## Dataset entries
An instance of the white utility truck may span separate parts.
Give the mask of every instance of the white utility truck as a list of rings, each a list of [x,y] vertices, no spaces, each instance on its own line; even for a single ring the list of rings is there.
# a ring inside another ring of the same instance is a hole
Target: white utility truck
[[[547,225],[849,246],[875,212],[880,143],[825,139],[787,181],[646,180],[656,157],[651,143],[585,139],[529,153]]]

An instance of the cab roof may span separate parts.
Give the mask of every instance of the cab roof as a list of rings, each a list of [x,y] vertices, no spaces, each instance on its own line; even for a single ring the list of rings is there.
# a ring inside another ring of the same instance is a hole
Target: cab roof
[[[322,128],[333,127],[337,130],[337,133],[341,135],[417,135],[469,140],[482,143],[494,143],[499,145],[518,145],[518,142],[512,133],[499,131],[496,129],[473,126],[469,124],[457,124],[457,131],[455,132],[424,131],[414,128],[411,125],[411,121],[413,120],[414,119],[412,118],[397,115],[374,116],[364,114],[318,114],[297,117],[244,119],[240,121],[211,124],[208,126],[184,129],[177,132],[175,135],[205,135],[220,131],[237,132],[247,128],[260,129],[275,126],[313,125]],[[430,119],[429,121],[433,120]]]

--

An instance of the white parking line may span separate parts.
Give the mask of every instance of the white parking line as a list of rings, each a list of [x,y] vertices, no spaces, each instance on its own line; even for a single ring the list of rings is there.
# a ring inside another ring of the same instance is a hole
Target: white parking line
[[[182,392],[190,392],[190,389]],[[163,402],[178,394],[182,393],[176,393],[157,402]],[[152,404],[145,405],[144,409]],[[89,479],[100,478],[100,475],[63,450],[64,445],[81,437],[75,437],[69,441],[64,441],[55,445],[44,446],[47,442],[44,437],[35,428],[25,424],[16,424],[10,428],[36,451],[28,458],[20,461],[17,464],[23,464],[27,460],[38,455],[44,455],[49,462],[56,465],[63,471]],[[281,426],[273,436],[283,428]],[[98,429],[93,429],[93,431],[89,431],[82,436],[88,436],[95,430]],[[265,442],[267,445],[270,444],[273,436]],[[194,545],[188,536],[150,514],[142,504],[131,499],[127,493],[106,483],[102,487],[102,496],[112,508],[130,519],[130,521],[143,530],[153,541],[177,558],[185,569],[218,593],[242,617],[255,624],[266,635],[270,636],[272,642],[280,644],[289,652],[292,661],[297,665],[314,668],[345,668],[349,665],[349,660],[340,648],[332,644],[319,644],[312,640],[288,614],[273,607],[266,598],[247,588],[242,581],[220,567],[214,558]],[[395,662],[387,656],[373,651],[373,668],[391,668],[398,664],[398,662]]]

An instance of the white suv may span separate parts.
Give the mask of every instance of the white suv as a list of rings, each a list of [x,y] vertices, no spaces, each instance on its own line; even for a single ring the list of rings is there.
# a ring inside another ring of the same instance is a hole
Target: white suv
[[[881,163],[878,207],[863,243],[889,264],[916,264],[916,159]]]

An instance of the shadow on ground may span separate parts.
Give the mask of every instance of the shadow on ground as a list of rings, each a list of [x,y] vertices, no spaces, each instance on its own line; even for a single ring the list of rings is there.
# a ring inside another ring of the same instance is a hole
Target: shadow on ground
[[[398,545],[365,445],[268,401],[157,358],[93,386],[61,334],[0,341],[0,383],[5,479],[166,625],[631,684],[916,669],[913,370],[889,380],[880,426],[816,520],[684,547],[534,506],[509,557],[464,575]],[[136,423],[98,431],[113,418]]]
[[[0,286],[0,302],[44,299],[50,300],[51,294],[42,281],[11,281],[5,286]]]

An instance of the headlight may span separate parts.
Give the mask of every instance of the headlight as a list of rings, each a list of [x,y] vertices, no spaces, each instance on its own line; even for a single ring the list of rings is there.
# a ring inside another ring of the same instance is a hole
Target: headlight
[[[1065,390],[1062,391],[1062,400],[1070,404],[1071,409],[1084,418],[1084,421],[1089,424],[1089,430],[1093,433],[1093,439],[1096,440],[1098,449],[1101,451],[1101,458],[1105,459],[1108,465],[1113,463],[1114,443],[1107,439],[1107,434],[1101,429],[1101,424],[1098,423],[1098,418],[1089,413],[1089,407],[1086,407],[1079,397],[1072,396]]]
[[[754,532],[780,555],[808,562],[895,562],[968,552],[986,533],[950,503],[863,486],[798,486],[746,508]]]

## To be done
Pull out each line of the records above that contains the string "parking". Case counts.

## Full response
An instance of the white parking line may span separate parts.
Give the mask of every instance of the white parking line as a list of rings, each a list of [x,y] vertices, no spaces, each instance on its own line; even for a single ring the list of rings is there.
Target: white parking line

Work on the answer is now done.